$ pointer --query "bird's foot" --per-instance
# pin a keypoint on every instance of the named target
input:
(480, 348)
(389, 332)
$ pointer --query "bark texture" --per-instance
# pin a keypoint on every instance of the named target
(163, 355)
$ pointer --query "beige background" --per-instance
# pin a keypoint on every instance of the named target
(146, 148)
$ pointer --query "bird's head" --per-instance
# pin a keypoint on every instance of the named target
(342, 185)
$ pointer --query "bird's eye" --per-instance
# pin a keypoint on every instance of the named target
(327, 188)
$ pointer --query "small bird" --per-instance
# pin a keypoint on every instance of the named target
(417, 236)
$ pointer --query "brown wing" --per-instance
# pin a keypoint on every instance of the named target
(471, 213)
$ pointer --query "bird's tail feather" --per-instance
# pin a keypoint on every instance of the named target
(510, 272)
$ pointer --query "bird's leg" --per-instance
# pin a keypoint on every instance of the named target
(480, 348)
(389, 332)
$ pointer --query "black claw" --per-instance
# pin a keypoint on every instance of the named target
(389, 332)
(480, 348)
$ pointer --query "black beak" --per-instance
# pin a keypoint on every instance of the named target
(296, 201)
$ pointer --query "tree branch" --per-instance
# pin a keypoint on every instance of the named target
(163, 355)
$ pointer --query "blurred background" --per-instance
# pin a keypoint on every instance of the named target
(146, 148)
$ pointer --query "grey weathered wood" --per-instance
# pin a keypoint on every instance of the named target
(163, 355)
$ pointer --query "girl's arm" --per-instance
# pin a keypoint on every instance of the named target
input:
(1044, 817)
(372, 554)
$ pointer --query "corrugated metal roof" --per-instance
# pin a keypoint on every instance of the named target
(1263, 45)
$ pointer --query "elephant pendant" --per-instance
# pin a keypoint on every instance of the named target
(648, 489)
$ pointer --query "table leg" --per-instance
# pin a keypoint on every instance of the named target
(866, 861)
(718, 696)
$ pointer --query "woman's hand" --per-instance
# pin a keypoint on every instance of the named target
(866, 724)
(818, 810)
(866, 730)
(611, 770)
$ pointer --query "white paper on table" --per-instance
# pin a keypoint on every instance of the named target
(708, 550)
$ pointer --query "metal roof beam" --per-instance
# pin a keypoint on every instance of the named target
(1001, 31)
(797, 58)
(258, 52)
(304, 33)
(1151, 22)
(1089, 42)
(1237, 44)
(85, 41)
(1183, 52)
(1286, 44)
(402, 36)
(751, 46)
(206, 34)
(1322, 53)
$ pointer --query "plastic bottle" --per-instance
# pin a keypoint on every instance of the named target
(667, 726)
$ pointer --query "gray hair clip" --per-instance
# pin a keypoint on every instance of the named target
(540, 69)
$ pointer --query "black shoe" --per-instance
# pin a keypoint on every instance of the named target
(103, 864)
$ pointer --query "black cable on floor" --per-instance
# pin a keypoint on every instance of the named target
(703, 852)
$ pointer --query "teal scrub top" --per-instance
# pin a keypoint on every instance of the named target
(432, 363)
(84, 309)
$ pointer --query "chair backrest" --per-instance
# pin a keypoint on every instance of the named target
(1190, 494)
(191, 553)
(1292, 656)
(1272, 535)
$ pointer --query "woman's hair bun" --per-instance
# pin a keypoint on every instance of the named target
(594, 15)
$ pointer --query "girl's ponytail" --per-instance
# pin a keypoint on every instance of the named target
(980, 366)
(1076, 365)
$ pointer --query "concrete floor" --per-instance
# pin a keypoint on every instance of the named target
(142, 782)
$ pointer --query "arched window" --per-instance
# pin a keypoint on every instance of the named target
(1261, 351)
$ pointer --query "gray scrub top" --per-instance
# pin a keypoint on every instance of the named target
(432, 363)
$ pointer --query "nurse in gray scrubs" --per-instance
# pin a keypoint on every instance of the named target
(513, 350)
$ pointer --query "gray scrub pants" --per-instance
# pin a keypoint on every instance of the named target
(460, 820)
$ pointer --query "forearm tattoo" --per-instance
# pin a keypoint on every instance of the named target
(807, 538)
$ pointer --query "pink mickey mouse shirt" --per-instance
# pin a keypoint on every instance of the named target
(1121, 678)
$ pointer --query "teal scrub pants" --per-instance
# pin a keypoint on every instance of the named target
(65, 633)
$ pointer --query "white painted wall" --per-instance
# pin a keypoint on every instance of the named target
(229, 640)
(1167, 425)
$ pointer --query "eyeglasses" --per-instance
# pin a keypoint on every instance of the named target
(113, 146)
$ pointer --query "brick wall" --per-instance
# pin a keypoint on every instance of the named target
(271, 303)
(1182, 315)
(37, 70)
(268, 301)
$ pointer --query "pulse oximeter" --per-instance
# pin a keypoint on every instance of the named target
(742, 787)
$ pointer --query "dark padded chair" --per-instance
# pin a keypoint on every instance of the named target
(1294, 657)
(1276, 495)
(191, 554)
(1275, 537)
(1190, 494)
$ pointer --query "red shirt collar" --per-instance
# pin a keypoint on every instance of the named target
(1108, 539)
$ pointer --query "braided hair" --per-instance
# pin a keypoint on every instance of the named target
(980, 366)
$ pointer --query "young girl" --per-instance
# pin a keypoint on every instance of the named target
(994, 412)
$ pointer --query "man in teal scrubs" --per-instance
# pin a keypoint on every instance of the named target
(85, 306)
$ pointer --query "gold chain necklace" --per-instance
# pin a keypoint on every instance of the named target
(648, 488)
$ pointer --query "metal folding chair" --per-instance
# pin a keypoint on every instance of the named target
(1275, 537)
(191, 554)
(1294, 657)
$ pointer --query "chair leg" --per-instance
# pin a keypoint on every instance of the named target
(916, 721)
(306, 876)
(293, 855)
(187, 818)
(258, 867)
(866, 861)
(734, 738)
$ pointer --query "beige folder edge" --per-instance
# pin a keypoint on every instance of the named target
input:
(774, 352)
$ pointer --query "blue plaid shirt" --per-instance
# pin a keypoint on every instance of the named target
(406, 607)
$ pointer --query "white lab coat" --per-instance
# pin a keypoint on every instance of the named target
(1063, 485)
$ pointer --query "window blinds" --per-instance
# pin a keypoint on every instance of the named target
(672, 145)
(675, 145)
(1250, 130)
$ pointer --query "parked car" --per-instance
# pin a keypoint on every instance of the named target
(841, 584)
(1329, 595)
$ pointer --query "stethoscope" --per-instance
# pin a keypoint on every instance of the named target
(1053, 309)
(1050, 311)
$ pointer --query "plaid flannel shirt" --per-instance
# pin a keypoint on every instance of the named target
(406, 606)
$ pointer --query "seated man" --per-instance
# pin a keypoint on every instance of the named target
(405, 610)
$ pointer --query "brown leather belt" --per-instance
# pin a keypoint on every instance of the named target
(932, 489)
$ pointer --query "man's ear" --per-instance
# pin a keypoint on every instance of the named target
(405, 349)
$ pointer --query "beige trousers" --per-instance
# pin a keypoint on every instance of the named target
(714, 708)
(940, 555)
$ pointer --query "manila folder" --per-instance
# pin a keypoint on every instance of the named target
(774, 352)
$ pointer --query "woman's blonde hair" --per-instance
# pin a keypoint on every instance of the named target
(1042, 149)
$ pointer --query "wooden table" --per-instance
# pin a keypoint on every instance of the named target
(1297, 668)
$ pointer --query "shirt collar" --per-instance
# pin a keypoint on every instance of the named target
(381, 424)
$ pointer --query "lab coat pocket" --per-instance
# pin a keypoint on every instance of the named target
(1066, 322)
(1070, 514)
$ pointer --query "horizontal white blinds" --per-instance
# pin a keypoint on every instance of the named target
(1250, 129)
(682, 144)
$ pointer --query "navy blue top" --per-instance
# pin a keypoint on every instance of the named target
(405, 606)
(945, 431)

##########

> _What is required_
Reproduce each record shown above without altering a single word.

> _The solution_
$ pointer --query "bird's foot" --per-instance
# pin a keypoint on every instance of the named target
input:
(480, 348)
(389, 332)
$ pointer --query "bark texture" --per-instance
# pin a keypoint on every instance of the named target
(163, 355)
$ pointer --query "beige background" --per-instance
# pin a keypoint on every instance of the named target
(146, 148)
$ pointer --query "bird's head" --per-instance
# pin a keypoint on every instance of the named target
(342, 185)
$ pointer --query "bird's eye" --per-instance
# pin a keypoint on every instance of the named target
(327, 188)
$ pointer --query "small bird" --per-instance
# pin a keypoint on every instance of the named target
(417, 236)
$ pointer --query "brown wing" --per-instance
# pin a keypoint on every instance of the named target
(471, 213)
$ pointer --query "bird's tail feather" --per-instance
# pin a keypoint on every instance of the named target
(510, 272)
$ pointer --query "bird's leg" --per-instance
# pin a keypoint on every instance of the named target
(480, 348)
(389, 332)
$ pointer --query "black claw" --per-instance
# pin a keypoint on every instance of the named target
(389, 332)
(480, 348)
$ pointer --query "black beak" --per-instance
# pin a keypoint on every instance of the named target
(296, 201)
$ pointer --query "tree branch" --per-instance
# pin a keypoint on every instance of the named target
(163, 355)
$ pointer --query "blurred background" --per-instance
# pin a keypoint on every instance of the named target
(146, 148)
$ pointer --query "grey weathered wood" --per-instance
# pin a keypoint on every instance of the named target
(163, 355)
$ pointer --query "girl's arm" --per-instance
# pin a keypoint on every instance of the named target
input:
(1044, 817)
(372, 554)
$ pointer --query "corrugated metal roof" --per-instance
# pin a keypoint on every instance of the named target
(1263, 45)
$ pointer --query "elephant pendant" --per-instance
# pin a keypoint on every instance of the named target
(648, 489)
$ pointer --query "table leg" --per-instance
# pin a keypoint on every instance of the named target
(866, 861)
(718, 696)
$ pointer --query "woman's hand" --per-instance
# pin a keypoint on every instance of the named target
(866, 724)
(818, 810)
(866, 730)
(611, 770)
$ pointer --query "white paper on table" --per-instance
# pin a keypoint on every instance of the named target
(708, 550)
$ pointer --query "metal roof beam" --per-instance
# pin a keypoint on every instance of the named target
(1001, 31)
(797, 58)
(258, 52)
(304, 33)
(1151, 22)
(1089, 42)
(1237, 44)
(85, 41)
(1183, 52)
(1286, 44)
(402, 36)
(751, 46)
(206, 34)
(1322, 53)
$ pointer --query "plastic bottle" --per-instance
# pin a keypoint on every instance of the named target
(667, 726)
$ pointer --query "gray hair clip" --per-instance
# pin a keypoint on every instance of the named target
(540, 69)
$ pointer --query "black shoe" --per-instance
# pin a keypoint on every instance of the named target
(103, 864)
$ pointer --query "black cable on floor" --per-instance
# pin a keypoint on every instance of the named target
(703, 852)
$ pointer --query "teal scrub top" --per-instance
# pin a keypoint on every instance of the named target
(432, 363)
(84, 309)
$ pointer --query "chair backrest" --per-instance
# pin a keypoint on every instance of the named target
(1190, 494)
(191, 553)
(1292, 656)
(1272, 535)
$ pointer --query "woman's hair bun" --per-instance
# pin a keypoint on every instance of the named target
(594, 15)
$ pointer --query "girl's ponytail" --per-instance
# pin a keypoint on every instance of the named target
(980, 366)
(1076, 365)
$ pointer --query "concrete floor" --per-instance
# pin a keypoint on every instance of the named target
(142, 782)
$ pointer --query "arched window" --per-instance
# pin a keypoint on every instance of the named target
(1261, 351)
$ pointer --query "gray scrub top" --per-instance
# pin a keypoint on every instance of the named target
(432, 363)
$ pointer --query "nurse in gray scrubs" --per-instance
# pin a keypoint on every instance of the named target
(513, 350)
$ pointer --query "gray scrub pants" --per-instance
# pin a keypoint on every instance of the named target
(460, 820)
$ pointer --query "forearm tattoo" --per-instance
# pin a keypoint on every instance of the named target
(807, 538)
$ pointer --query "pink mickey mouse shirt" --per-instance
# pin a keypoint on every instance of the named target
(1121, 678)
$ pointer --query "teal scrub pants" --per-instance
# pin a keypoint on every instance of the named target
(65, 633)
$ pointer --query "white painted wall" --per-instance
# pin a keypoint on every instance of the named target
(229, 640)
(1167, 425)
$ pointer --query "eyeglasses" --per-instance
# pin a keypoint on every instance of the named target
(113, 146)
$ pointer --query "brick wall" --per-instance
# pin a keypoint on every instance of the named target
(271, 303)
(1182, 315)
(37, 70)
(268, 301)
$ pointer --query "pulse oximeter" --per-instance
# pin a keypoint on every instance of the named target
(742, 787)
$ pointer --query "dark padded chair" --per-instance
# pin a keypoint on every instance of the named target
(1294, 657)
(1276, 495)
(191, 554)
(1275, 537)
(1190, 494)
$ pointer --query "red shirt collar" --per-instance
# pin a keypoint on every instance of the named target
(1108, 539)
$ pointer --query "braided hair" --per-instance
# pin a keypoint on every instance of the named target
(980, 366)
$ pointer --query "young girl" --per-instance
# pin a keypoint on every instance of the named target
(994, 412)
$ pointer --query "man in teal scrubs" --per-instance
# pin a keypoint on every instance of the named target
(85, 306)
$ pointer --query "gold chain necklace" --per-instance
# pin a keypoint on every instance of the named target
(648, 488)
$ pointer --query "metal folding chair" --per-instance
# pin a keypoint on every instance of the named target
(1275, 537)
(191, 554)
(1294, 657)
$ pointer --query "chair leg" --per-instance
# pin a keypoint on every instance of the named target
(916, 721)
(306, 876)
(293, 855)
(187, 818)
(258, 867)
(866, 861)
(734, 738)
$ pointer --query "beige folder edge" --per-instance
# pin a keypoint on every instance of the named target
input:
(774, 352)
$ pointer --query "blue plaid shirt" --per-instance
# pin a keypoint on every instance of the named target
(406, 607)
$ pointer --query "white lab coat" --per-instance
# pin a keypoint on every instance of the named target
(1063, 485)
$ pointer --query "window blinds" --per-instance
# pin a keypoint on every instance of the named target
(672, 145)
(675, 145)
(1250, 130)
$ pointer --query "parked car" --per-instance
# pin a keypoint on every instance of the named target
(841, 584)
(1329, 595)
$ pointer --query "stethoscope" --per-instance
# pin a keypoint on every instance of the named target
(1053, 309)
(1050, 311)
$ pointer --query "plaid flannel shirt" --per-instance
# pin a keypoint on every instance of the named target
(406, 606)
$ pointer --query "seated man" --per-instance
# pin a keypoint on every instance of the named target
(405, 610)
$ pointer --query "brown leather belt" --per-instance
# pin a keypoint on every instance of the named target
(932, 489)
$ pointer --query "man's ear" --per-instance
# pin a keypoint on every instance of the named target
(405, 349)
$ pointer --query "beige trousers" --per-instance
# pin a keypoint on every instance of the named target
(714, 708)
(940, 555)
$ pointer --query "manila folder" --per-instance
# pin a keypoint on every instance of the named target
(774, 352)
$ pointer --query "woman's blonde hair" --per-instance
# pin a keypoint on every instance of the named target
(1042, 149)
$ pointer --query "wooden table" --per-instance
# pin a keypoint on every instance of the named target
(1297, 668)
$ pointer --query "shirt collar" --per-instance
# pin a keypoint on every instance of the named target
(381, 424)
$ pointer --query "lab coat pocket" --per-instance
# pin a keypoint on every instance of the named target
(1066, 322)
(1070, 514)
$ pointer --query "horizontal white blinds" --per-instance
# pin a keypoint on every instance of the named target
(1250, 129)
(682, 144)
$ pointer --query "navy blue top" --per-instance
# pin a keypoint on every instance of the named target
(405, 606)
(945, 431)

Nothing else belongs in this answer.